In the data that follows, find the line containing "target | light wood laminate floor"; then quote that line and every line after it, exactly, through the last one.

[Extracted data entries]
--------------------
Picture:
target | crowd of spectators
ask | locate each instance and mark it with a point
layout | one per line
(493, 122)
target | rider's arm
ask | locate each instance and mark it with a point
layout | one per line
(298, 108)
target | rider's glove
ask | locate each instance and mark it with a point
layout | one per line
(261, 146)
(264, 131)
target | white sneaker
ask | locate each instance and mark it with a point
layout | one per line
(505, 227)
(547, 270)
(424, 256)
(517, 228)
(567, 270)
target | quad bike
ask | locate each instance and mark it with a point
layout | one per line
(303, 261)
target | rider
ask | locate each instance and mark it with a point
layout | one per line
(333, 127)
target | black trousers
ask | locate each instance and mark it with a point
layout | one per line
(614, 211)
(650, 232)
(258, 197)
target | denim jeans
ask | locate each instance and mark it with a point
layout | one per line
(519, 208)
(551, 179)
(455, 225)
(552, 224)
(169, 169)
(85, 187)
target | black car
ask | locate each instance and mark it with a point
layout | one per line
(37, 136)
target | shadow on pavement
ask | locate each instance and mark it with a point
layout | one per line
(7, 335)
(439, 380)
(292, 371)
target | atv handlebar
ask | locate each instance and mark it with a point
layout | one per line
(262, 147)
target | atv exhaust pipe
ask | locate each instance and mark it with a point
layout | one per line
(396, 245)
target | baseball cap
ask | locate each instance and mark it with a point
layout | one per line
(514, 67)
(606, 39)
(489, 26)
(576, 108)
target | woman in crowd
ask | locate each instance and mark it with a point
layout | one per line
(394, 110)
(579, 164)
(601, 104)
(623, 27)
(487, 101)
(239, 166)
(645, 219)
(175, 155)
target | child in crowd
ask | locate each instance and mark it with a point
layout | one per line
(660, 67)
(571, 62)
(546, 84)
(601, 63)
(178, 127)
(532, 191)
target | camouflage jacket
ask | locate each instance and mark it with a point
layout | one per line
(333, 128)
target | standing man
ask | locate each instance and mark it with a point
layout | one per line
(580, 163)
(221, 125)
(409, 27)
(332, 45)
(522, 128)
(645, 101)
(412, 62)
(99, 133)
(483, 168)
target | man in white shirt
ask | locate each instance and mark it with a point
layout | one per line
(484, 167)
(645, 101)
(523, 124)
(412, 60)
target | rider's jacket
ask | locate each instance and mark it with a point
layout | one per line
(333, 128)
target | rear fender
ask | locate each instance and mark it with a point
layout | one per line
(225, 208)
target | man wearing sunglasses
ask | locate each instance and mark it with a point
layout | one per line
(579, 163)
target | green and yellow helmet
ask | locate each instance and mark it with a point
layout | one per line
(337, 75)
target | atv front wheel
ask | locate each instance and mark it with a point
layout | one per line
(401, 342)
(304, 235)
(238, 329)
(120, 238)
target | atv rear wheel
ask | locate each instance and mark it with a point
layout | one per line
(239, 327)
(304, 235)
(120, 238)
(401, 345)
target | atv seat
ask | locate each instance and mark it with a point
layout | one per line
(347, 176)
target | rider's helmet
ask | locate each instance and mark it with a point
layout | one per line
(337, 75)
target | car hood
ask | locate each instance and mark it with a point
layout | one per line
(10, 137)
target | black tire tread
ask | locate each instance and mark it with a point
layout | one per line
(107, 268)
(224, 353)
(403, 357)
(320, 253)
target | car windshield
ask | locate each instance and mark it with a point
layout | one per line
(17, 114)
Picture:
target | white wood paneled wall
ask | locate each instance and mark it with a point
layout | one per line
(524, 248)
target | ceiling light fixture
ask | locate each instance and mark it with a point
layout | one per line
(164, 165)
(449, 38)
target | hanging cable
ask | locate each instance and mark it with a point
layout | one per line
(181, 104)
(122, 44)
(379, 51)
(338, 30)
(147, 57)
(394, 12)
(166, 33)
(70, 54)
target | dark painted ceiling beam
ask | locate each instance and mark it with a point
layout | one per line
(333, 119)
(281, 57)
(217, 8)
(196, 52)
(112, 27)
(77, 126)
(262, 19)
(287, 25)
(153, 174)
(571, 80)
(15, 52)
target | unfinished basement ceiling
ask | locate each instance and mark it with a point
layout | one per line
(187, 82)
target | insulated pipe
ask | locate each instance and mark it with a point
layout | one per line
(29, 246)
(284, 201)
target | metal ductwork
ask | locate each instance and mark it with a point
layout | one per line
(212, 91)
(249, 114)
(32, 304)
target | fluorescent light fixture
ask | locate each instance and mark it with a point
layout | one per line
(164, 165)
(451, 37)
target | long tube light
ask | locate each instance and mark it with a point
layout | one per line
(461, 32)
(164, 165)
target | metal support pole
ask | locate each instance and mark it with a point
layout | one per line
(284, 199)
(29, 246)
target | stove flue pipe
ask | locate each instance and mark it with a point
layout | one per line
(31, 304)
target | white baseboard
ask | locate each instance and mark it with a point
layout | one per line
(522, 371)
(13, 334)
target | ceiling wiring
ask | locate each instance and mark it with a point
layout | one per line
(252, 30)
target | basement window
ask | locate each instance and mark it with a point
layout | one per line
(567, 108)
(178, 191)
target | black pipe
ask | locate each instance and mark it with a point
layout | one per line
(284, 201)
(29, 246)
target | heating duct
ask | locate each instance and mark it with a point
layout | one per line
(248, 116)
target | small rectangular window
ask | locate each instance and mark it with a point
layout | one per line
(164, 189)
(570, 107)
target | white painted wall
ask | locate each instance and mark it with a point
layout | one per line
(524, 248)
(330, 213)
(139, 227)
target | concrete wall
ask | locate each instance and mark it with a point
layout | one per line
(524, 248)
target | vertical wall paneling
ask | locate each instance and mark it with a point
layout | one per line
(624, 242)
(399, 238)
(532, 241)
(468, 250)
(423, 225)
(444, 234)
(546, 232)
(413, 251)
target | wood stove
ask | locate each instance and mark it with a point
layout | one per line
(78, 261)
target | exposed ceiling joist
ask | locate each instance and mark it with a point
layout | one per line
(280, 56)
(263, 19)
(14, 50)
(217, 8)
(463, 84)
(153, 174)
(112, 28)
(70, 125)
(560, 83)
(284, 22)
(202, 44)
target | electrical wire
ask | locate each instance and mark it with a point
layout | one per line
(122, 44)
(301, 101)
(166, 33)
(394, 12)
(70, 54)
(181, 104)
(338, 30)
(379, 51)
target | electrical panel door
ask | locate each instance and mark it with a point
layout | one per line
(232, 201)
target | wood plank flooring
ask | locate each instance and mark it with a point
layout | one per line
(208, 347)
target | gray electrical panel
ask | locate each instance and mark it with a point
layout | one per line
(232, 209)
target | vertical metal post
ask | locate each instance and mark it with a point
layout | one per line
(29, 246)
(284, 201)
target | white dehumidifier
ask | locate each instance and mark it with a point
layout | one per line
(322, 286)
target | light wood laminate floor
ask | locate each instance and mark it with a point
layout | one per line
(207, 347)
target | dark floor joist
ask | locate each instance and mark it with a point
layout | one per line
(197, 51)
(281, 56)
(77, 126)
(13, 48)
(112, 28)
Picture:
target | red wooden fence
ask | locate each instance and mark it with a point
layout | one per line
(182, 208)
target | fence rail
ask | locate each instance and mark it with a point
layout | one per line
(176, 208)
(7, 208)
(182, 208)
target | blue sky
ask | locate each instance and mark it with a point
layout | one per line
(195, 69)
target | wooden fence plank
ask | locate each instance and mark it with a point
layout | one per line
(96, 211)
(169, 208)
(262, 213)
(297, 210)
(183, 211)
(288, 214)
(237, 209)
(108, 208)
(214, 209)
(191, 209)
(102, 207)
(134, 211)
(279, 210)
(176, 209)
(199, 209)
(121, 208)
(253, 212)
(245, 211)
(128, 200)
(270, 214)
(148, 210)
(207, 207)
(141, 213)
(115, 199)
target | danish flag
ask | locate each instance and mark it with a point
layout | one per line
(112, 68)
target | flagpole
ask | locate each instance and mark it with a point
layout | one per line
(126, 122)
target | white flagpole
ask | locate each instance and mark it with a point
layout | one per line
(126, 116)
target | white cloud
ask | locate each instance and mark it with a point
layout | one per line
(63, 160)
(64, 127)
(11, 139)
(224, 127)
--------------------
* **Full output**:
target | light wood laminate floor
ask | locate each instance and mark it with a point
layout | one per line
(207, 347)
target | dark floor joist
ask | locate each instance and mark it with a point
layout | one per line
(197, 51)
(281, 56)
(77, 126)
(13, 48)
(112, 28)
Picture:
target | red wooden fence
ask | locate each instance and mark it with a point
layout | one per line
(182, 208)
target | fence rail
ask | locate each instance and mark it with a point
layout | one per line
(176, 208)
(7, 208)
(182, 208)
target | blue sky
ask | locate each instance and mark it with a point
layout | one per line
(195, 69)
target | wooden fence plank
ask | locate each instance and mark it with a point
layout | one per line
(96, 211)
(169, 208)
(262, 213)
(297, 210)
(183, 211)
(288, 214)
(237, 209)
(108, 208)
(214, 209)
(191, 209)
(102, 207)
(134, 211)
(279, 210)
(176, 209)
(199, 209)
(121, 208)
(253, 212)
(245, 211)
(128, 200)
(270, 214)
(148, 210)
(207, 207)
(141, 213)
(115, 199)
target | danish flag
ask | locate each instance and mark it with a point
layout | one per line
(112, 68)
target | flagpole
ask | locate each instance and mark it with a point
layout | one per line
(126, 122)
target | white flagpole
ask | locate each instance and mark it with a point
layout | one per line
(126, 116)
target | white cloud
ask | locate each instance and mark it with a point
layout | one per line
(63, 160)
(64, 127)
(11, 139)
(224, 127)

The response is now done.